## Task requirements
Render every line of the rows below as a numbered list, skipping any blank lines.

=== Input material ===

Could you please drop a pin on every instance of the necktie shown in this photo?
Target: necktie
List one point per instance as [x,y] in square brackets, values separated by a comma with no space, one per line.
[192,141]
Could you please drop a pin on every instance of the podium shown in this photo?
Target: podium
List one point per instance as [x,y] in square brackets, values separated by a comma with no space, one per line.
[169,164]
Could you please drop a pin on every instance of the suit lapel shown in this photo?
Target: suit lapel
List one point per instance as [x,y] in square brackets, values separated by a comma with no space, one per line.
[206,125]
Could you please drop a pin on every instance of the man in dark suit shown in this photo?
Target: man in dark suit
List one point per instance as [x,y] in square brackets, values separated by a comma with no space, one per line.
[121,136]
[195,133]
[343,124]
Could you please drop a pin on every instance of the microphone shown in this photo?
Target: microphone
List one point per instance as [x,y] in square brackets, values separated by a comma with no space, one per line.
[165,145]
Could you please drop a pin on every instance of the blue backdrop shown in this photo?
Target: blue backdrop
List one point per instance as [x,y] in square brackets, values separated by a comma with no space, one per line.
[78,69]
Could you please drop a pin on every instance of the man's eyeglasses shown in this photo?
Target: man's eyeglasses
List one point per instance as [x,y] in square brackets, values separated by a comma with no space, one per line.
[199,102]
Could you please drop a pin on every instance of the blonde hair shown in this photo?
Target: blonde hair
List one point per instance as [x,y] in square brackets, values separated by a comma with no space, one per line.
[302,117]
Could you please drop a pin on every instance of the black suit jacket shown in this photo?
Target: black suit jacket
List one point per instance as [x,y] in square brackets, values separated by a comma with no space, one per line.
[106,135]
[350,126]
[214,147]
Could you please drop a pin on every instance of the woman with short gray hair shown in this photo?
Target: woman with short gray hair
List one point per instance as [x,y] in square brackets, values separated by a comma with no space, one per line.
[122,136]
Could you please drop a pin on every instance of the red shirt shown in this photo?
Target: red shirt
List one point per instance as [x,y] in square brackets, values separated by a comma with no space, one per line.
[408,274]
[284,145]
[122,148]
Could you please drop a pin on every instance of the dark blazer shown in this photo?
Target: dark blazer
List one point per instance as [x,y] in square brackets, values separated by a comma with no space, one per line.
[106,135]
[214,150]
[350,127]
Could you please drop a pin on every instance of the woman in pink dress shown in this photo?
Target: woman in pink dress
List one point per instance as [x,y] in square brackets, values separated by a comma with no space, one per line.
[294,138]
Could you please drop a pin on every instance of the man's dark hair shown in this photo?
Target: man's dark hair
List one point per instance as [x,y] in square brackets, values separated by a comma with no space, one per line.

===

## Result of the exercise
1. Could you please drop a pin on every instance of the necktie shown in this photo?
2. Target: necktie
3. List one point per instance as [x,y] in square brackets, values separated by a comma with no space, one per line.
4. [192,141]
5. Could you please drop a pin on every instance of the podium shown in this photo?
6. Target: podium
7. List one point per instance as [x,y] in square brackets, values separated by a comma with no space, one per line.
8. [169,164]
9. Could you please drop a pin on every instance of the suit lapel shown in this photo?
10. Target: suit lapel
11. List one point per instance as [x,y] in square brackets, values separated by a comma with no space, one per line.
12. [206,125]
13. Could you please drop a pin on every instance of the man in dark suit shown in this photo?
14. Target: man in dark suit
15. List one point per instance as [x,y] in square brackets, values separated by a comma with no space, one per line.
16. [121,136]
17. [195,133]
18. [343,124]
19. Could you please drop a pin on every instance of the microphone shown in this photo?
20. Target: microphone
21. List one point per instance as [x,y] in square brackets, values separated by a comma with no space, one per line.
22. [165,145]
23. Could you please drop a pin on every instance of the blue backdrop shown in this photo?
24. Target: blue backdrop
25. List one point per instance as [x,y] in square brackets, values separated by a comma with no space, one per line.
26. [78,69]
27. Could you please drop a pin on every instance of the man's eyeglasses shown in this photo?
28. Target: man's eyeglasses
29. List one point per instance as [x,y] in square brackets, values separated by a comma with no space, one per line.
30. [199,102]
31. Could you please drop a pin on every instance of the blonde hair shown in this photo?
32. Target: blonde hair
33. List one point per instance as [x,y] in square brackets, values separated by a comma with no space, one per line.
34. [302,117]
35. Could you please drop a pin on every instance of the black suit jacket shown in this photo?
36. Target: black suit jacket
37. List one point per instance as [x,y] in square brackets, values separated by a comma with no space, one per line.
38. [106,135]
39. [350,126]
40. [214,147]
41. Could you please drop a pin on every instance of the woman with short gray hair shown in this photo?
42. Target: woman with short gray hair
43. List one point per instance as [x,y] in square brackets, values separated by a comma with no space, one per line.
44. [122,136]
45. Could you please drop a pin on every instance of the red shirt shown in this photo?
46. Target: red shirt
47. List one point per instance as [x,y] in square brackets, values separated by a comma with no space, one per line.
48. [408,274]
49. [284,145]
50. [122,148]
51. Could you please drop a pin on every instance of the dark blazer shown in this photo?
52. Target: dark blazer
53. List one point per instance as [x,y] in square brackets, values separated by a comma with no space, one per line.
54. [106,135]
55. [214,150]
56. [350,127]
57. Could you please drop a pin on every instance of the woman in pink dress shown in this photo?
58. Target: woman in pink dress
59. List one point per instance as [x,y] in square brackets, values separated by a comma with no space, one per line.
60. [294,138]
61. Could you please drop a pin on every instance of the man's dark hair shown in this photo?
62. Target: man's dark hair
63. List one point per instance as [x,y] in square brackets, values separated by a comma with no space, one per line.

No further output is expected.